Insulin resistance can be at least partly caused by elevated cortisol (Walker 2006, Wang 2005). The clearest indications of insulin resistance in this client are fluctuating from hyperactivity to fatigue, increased visceral body fat (Whitworth et al 2005), decreased concentration, the need for coffee in the afternoon and her increased body fat (Kelly 2000). The clients coffee consumption (Hutchinson 2011), yo-yo dieting (Corti et al 2002), high carbohydrate diet and consumption of high glycaemic foods (Kelly 2000) could have contributed towards insulin resistance. Similarly, the psychogenic stress from her work and life stressors may have caused further short-term blood sugar spikes (Kelly 2000). Interestingly blood insulin resistance has been linked with hypercortisolism (Fossati and Fontaine 1993) and leptin resistance (Kelly 2000). Thus further illustrating the interlinking of her symptoms.

————————

WHAT YOU HAVE TO DO
In the passage on insulin resistance, which two conditions are named as linked with blood insulin resistance?

MATERIAL PROVIDED

————————

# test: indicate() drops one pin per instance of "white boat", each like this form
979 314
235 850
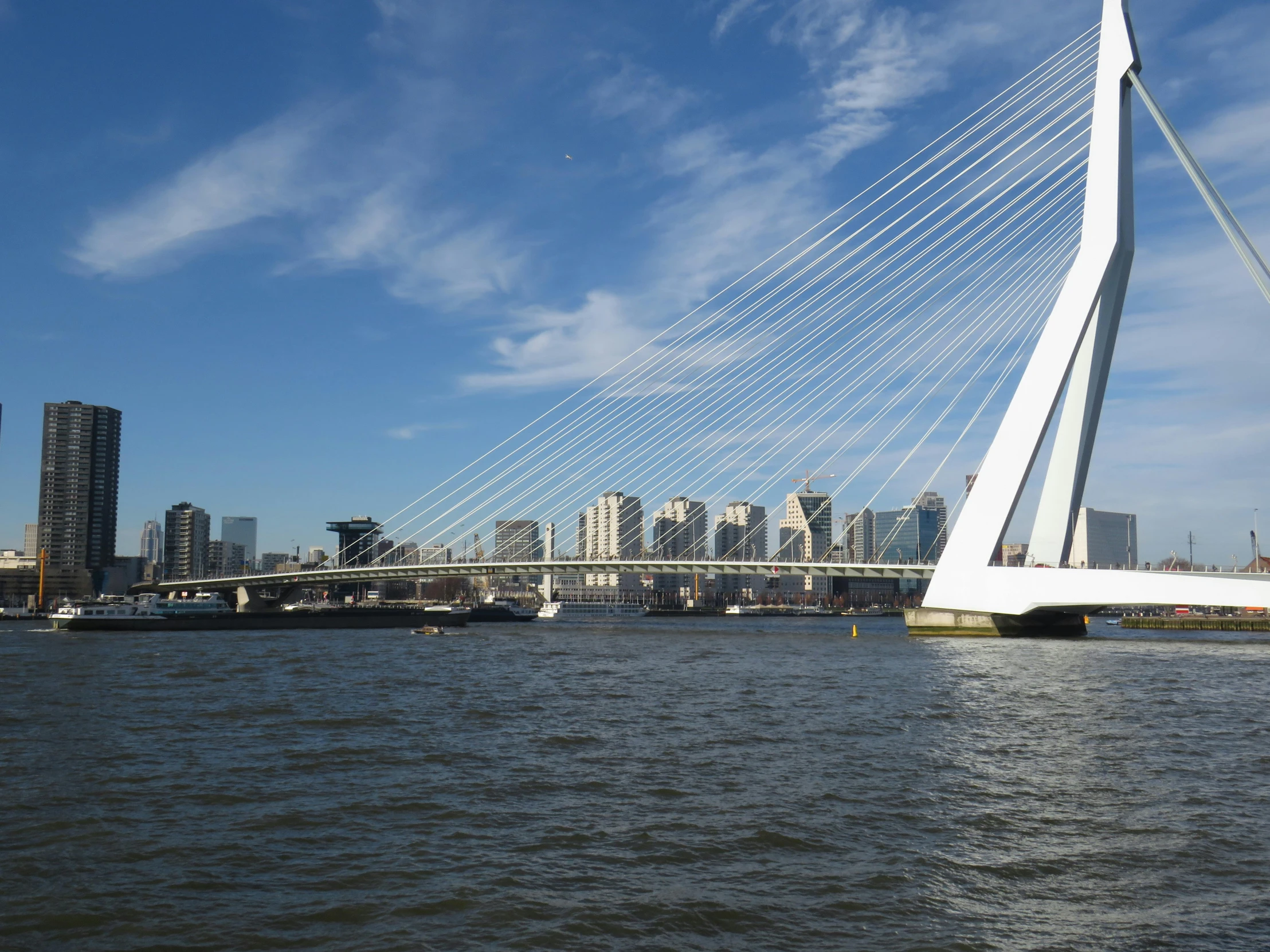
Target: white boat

————————

FINAL ANSWER
Hypercortisolism and leptin resistance.